:: Given text ::
───

### make_classification¶

• Generates random n-class data.
• Initially creates normally distributed clusters about the vertices of an n_informative-dimensional hypercube with sides of length=2*class_sep.
• Assigns equal number of clusters to each class.
• Insert interdependence between features and adds further noise.

### Make Gaussian Quantiles¶

• Divides a single Gaussian cluster into near-equal sizes, separated by concentric hyperspheres.
• Built by taking a multi-dimensional standard normal distribution and defining classes separated by nested concentric multi-dimensional spheres such that roughly equal numbers of samples are in each class (quantiles of the distribution).

### Make Circles¶

• Builds a 2D binary classification dataset - Gaussian data, spherical decision boundary.

### Make Moons¶

• Builds a 2D binary classification dataset - two interleaving half circles.

───

:: Position annotation records ::
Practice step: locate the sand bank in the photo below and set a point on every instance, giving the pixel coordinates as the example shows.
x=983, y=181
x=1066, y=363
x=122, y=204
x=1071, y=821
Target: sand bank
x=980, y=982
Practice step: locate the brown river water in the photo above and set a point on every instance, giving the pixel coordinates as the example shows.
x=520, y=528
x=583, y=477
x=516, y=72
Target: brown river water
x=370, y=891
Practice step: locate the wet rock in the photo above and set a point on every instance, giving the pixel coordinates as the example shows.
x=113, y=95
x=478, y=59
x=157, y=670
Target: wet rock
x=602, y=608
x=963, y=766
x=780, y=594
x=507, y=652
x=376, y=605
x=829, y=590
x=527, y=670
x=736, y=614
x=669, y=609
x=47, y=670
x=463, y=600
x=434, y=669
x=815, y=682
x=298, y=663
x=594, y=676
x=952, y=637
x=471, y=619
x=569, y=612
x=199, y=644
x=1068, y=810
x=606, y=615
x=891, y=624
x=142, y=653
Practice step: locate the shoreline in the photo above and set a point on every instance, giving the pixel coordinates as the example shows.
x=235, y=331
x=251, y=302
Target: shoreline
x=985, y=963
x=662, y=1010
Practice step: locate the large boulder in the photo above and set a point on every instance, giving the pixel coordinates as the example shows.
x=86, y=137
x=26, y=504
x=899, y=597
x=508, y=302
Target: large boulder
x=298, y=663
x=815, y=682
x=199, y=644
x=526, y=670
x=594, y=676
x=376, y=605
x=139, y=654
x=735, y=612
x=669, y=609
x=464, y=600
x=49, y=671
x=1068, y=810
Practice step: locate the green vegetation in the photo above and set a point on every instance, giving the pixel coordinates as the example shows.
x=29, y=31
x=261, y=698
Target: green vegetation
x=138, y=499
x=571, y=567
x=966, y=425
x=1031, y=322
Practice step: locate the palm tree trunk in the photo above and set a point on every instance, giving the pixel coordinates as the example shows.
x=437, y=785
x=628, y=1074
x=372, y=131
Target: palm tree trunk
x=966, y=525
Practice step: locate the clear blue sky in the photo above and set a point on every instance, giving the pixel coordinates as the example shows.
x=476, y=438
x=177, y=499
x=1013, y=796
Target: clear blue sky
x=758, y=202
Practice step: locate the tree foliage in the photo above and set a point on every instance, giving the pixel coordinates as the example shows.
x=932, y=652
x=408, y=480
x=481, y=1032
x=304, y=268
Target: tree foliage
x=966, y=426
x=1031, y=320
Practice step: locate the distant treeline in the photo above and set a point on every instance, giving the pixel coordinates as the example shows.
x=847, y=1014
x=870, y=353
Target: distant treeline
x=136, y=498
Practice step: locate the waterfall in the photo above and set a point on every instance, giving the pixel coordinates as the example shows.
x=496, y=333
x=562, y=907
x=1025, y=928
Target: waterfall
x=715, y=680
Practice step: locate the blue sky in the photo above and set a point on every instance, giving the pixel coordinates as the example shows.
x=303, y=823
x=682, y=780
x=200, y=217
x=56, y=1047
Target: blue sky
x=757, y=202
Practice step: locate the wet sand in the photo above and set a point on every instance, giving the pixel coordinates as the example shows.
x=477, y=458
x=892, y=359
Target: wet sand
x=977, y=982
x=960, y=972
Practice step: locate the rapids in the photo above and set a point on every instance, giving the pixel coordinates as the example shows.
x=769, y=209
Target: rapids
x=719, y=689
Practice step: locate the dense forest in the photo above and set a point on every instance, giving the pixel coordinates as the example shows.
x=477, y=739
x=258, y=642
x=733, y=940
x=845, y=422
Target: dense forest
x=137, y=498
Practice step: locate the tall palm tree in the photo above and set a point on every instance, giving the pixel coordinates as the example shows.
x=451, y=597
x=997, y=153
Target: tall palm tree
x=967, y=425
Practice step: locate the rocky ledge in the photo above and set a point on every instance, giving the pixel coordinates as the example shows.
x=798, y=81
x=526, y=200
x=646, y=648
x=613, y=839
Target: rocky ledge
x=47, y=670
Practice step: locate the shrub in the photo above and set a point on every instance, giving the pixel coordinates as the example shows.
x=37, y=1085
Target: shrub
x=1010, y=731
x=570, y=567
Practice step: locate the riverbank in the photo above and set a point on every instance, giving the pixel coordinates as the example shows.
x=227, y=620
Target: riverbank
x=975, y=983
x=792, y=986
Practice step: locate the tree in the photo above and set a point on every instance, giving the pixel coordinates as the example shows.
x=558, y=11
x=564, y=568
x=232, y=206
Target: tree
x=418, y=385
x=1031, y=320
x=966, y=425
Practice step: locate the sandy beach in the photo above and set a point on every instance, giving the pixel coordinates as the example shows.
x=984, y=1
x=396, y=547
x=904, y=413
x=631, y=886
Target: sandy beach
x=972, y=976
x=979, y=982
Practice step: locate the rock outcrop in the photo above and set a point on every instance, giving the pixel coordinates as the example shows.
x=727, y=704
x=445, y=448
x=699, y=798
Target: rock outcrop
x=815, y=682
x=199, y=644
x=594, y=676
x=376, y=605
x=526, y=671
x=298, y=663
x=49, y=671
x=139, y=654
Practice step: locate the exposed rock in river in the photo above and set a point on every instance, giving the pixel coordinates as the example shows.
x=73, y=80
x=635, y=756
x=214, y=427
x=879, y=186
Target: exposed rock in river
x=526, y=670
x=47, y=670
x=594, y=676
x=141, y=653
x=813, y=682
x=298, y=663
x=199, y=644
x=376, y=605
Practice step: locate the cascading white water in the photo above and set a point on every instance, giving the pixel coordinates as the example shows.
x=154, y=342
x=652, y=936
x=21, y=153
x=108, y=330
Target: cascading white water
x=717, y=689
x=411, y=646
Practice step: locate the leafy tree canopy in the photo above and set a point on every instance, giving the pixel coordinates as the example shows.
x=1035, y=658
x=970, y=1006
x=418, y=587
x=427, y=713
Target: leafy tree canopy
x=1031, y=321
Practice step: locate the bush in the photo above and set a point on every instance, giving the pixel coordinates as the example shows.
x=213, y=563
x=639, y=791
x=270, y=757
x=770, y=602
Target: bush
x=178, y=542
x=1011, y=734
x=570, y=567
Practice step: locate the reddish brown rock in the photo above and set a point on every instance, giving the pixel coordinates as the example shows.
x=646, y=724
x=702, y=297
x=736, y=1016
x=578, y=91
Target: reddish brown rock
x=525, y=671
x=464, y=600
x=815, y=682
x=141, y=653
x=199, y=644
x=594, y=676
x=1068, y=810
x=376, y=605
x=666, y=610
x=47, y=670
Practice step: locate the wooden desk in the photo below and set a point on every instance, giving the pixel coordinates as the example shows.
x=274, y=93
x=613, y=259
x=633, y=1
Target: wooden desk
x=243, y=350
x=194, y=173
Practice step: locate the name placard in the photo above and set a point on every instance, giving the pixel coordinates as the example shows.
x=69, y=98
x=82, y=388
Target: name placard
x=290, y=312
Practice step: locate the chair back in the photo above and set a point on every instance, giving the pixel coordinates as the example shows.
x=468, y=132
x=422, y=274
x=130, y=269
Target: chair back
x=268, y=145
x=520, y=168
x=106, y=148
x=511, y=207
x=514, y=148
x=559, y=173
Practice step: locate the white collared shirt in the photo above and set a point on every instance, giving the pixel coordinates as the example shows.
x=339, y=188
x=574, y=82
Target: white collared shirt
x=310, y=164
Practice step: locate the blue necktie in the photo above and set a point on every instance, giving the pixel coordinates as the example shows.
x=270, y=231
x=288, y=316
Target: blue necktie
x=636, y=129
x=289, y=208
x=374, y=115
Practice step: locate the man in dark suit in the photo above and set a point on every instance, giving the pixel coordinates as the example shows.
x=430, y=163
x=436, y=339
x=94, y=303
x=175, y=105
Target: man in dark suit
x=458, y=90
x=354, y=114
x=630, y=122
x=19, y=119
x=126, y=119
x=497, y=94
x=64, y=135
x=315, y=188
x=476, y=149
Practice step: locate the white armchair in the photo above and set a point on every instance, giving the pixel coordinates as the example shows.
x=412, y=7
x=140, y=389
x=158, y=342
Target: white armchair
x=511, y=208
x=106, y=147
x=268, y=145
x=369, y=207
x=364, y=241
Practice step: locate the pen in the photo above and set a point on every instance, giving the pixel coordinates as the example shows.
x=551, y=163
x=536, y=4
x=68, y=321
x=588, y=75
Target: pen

───

:: Challenge A ::
Decide whether each statement agrees with the text on dataset generators, answering yes or no and quoting the deciding words: (i) Make Moons builds a three-dimensional dataset. (ii) make_classification assigns an equal number of clusters to each class. (iii) In Make Gaussian Quantiles, the sizes are separated by concentric hyperspheres.
:: Challenge B ::
Extend the text on dataset generators, picking up after its final line.
None of the records is needed for this work.

:: Written answer A ::
(i) No: "Builds a 2D binary classification dataset - two interleaving half circles."
(ii) Yes: "Assigns equal number of clusters to each class."
(iii) Yes: "separated by concentric hyperspheres"

:: Written answer B ::
### Make Multilabel Classification¶

• Generates random samples with labels reflecting a bag of words drawn from a topic mixture. Topics for each document are drawn using a Poisson curve; topics themselves drawn from fixed random distribution.

### Make Hastie classification data¶

• The ten features are standard independent Gaussians.
• y[i] = 1 if np.sum(X[i] ** 2) > 9.34 else -1

### Make BiClusters¶

• Creates an array with a constant block diagonal structure.

### Make Checkerboard¶

• Creates an array with block checkerboard structures.

### Make Regression¶

• Produces regression targets as a random linear combination of features - with noise. Optionally sparse.

### Make Sparse Uncorrelated¶

• Returns a random regression with sparse data. Only the first 4 features are informative; the rest are useless.

### Make Friedman1¶

• Generate a non-linear regression with polynomial & sine transform components. X are independent features uniformly distributed on [0,1]. n_features must be >=5; they are used to compute $y$. All other features are independent.
• $y(X) = 10 * sin(pi * X[:, 0] * X[:, 1]) + 20 * (X[:, 2] - 0.5) ** 2 + 10 * X[:, 3] + 5 * X[:, 4] + noise * N(0, 1).$

### Make Friedman2¶

• Includes feature multiplication & reciprocation.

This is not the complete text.